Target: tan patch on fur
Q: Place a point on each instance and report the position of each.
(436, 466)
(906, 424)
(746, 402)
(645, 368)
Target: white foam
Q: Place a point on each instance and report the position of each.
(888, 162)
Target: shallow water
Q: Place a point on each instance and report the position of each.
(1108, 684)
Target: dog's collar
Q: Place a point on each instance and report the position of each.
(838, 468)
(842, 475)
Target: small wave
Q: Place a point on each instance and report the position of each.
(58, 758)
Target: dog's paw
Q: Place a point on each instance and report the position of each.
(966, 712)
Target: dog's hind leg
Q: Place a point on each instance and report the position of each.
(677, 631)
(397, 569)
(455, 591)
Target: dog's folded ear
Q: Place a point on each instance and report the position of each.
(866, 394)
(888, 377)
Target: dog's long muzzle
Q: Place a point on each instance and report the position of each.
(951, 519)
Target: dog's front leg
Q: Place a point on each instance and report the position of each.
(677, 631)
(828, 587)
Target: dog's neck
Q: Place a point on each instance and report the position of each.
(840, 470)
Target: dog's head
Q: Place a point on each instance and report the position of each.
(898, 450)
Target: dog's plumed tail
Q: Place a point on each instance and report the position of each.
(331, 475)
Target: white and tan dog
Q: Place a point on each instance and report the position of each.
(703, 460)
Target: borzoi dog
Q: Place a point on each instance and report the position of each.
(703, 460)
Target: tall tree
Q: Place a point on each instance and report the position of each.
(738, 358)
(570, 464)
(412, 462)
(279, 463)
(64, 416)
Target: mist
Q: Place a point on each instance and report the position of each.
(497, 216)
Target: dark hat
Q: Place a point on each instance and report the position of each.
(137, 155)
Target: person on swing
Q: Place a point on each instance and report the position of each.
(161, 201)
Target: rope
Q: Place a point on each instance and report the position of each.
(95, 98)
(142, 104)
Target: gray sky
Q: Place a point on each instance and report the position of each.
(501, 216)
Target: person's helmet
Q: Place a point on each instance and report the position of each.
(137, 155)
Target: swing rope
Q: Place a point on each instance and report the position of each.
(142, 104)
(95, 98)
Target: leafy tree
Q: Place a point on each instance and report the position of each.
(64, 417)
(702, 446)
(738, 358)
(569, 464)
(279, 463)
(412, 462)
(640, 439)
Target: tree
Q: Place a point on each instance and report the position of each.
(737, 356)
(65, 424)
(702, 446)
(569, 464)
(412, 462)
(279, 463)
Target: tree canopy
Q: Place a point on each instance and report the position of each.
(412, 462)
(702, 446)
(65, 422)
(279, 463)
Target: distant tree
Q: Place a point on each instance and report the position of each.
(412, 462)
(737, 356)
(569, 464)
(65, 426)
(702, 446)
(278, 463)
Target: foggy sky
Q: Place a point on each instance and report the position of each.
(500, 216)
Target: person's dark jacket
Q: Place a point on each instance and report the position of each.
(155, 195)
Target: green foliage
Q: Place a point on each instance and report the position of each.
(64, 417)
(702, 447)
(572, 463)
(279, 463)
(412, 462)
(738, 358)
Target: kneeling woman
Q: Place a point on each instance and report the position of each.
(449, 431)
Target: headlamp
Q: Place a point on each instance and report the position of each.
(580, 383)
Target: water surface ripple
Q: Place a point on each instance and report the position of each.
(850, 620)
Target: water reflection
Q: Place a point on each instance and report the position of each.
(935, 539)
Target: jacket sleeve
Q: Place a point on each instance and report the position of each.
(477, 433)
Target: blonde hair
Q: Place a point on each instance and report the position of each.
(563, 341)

--------------------------------

### WORK INSTRUCTIONS
Reproduce every one of the entries above word for word, with no changes.

### FINAL RESULT
Target: tan patch on fur
Q: Place a point on each instance and report the position of each.
(436, 466)
(906, 424)
(746, 402)
(645, 368)
Target: white foam
Q: Place a point on each instance and report the position of each.
(888, 162)
Target: shallow water
Q: Place a point on each instance and report the position of each.
(1108, 684)
Target: dog's collar
Q: Place a point on each instance and report the position of each.
(838, 468)
(842, 475)
Target: small wave
Q: Place a point on each instance and report the position of each.
(58, 758)
Target: dog's paw
Q: Place a point on each instance and report the position of each.
(966, 712)
Target: dog's hind leg
Q: Place a point on each instance and report the position of each.
(677, 631)
(397, 569)
(455, 591)
Target: dog's folded ear
Q: Place a point on each instance and report the position of each.
(866, 394)
(888, 377)
Target: dog's long muzzle
Q: Place a point on each instance and report the position of each.
(951, 519)
Target: dog's front leg
Q: Place a point on each instance and report the position of each.
(677, 631)
(828, 587)
Target: dog's neck
Q: Place a point on each instance and report the position of each.
(840, 470)
Target: dog's head
Q: Place a point on each instance and report the position of each.
(898, 450)
Target: dog's plumed tail
Q: Place a point on each instance and report the position of each.
(331, 475)
Target: white and tan dog
Q: Place a point on each instance and report the position of each.
(703, 460)
Target: borzoi dog
Q: Place a point on each instance and report the position of each.
(703, 460)
Target: tall tree
Q: Place a point on each instance and report the position of each.
(738, 358)
(570, 464)
(412, 462)
(279, 463)
(64, 416)
Target: mist
Q: Place a point on each instance and report the position of each.
(497, 216)
Target: dark hat
Q: Place a point on each instance and report the position of each.
(137, 155)
Target: person on swing
Q: Place a point on each instance and report the position of each.
(161, 201)
Target: rope
Q: Place a point on each instance and report the position of each.
(95, 98)
(142, 104)
Target: gray sky
Q: Place a point on each instance and report the position of each.
(501, 216)
Target: person's helmet
Q: Place a point on each instance and report the position of each.
(137, 155)
Target: swing rope
Q: Place a point on each instance and report the position of each.
(142, 104)
(95, 98)
Target: leafy tree
Q: Place a point on each instance and report the position of each.
(64, 417)
(702, 446)
(738, 358)
(569, 464)
(279, 463)
(412, 462)
(640, 439)
Target: tree
Q: Place a point on each instance and report the position of each.
(737, 356)
(65, 424)
(702, 446)
(569, 464)
(412, 462)
(279, 463)
Target: tree canopy
Q: Place a point on each instance and report the position of each.
(412, 462)
(702, 446)
(65, 422)
(279, 463)
Target: distant tree
Q: Place a point on each instance and report the position of each.
(412, 462)
(737, 356)
(569, 464)
(65, 426)
(702, 446)
(278, 463)
Target: foggy sky
Q: Place a point on each instance and report the position of each.
(500, 216)
Target: person's dark jacket
Q: Place a point on each instance and report the position of each.
(155, 195)
Target: green foliage
Q: Place a point on each instance and report the position of each.
(64, 417)
(702, 447)
(572, 463)
(279, 463)
(412, 462)
(738, 358)
Target: kneeling woman
Q: Place a point on each instance and report the position of each.
(449, 431)
Target: headlamp
Q: Place a point on each instance and report the position of each.
(580, 383)
Target: water surface ripple
Q: Place a point on each instance and report the position of each.
(850, 620)
Target: water reflection
Q: Place a point on each instance and report the position of each.
(935, 539)
Target: jacket sleeve
Q: Place a point on each instance and report the position of each.
(477, 433)
Target: blonde hair
Q: Place a point on each instance and report the position of each.
(563, 341)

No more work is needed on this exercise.